(Data for analysis)
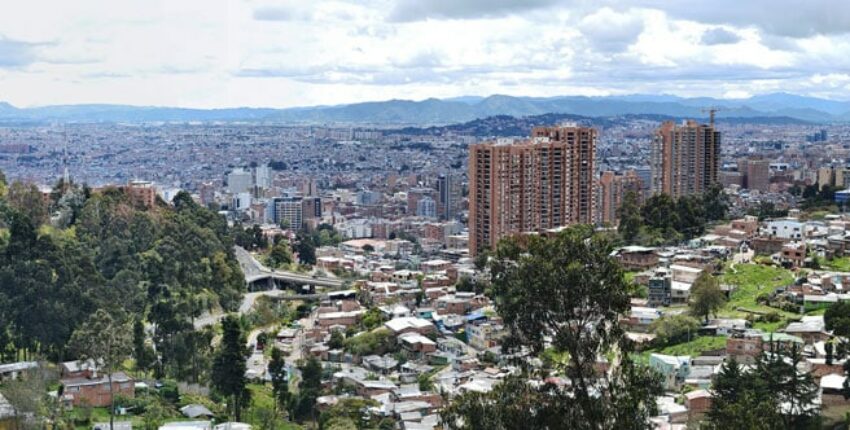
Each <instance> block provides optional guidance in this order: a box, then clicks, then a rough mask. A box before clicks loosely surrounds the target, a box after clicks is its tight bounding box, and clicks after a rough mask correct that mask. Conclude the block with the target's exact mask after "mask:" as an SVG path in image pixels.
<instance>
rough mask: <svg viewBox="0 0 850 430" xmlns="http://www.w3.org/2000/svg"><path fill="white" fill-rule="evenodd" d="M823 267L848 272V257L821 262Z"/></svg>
(End Data for analysis)
(Data for analysis)
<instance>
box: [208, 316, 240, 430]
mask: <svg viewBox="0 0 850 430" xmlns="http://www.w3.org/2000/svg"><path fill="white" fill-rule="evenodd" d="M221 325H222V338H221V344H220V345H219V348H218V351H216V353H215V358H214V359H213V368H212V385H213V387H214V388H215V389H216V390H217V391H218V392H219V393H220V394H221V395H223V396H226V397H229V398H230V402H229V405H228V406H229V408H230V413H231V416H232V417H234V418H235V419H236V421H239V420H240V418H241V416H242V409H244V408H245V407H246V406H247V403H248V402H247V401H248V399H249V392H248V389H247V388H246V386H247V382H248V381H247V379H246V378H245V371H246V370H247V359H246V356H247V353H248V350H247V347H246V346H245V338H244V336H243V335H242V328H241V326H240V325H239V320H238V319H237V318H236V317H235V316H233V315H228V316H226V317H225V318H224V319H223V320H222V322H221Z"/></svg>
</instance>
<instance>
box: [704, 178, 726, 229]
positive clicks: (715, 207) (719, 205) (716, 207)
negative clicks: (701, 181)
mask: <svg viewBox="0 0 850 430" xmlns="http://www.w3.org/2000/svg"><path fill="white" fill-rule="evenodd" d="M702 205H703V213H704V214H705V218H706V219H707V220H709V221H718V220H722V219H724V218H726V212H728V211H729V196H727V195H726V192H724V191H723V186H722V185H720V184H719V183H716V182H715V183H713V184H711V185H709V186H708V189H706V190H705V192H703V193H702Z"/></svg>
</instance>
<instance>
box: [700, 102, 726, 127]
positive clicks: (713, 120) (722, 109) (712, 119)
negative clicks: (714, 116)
(End Data for analysis)
(Data for analysis)
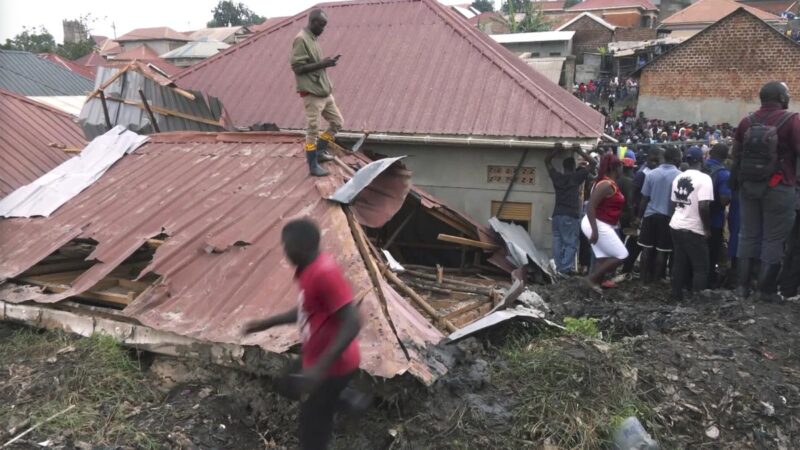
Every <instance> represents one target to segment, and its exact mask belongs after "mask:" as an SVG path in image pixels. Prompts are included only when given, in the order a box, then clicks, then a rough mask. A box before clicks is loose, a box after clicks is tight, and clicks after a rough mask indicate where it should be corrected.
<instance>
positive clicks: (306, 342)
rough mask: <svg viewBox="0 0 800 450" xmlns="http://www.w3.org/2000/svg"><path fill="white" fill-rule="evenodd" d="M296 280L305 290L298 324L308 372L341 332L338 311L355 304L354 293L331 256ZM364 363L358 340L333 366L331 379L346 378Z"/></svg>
(End Data for analysis)
= What you have to do =
Pick out every line in the entries above that contains the word "positive", and copy each one in full.

= Exercise answer =
positive clicks: (715, 207) (719, 205) (716, 207)
positive clicks: (713, 120) (722, 109) (712, 119)
positive clicks: (306, 342)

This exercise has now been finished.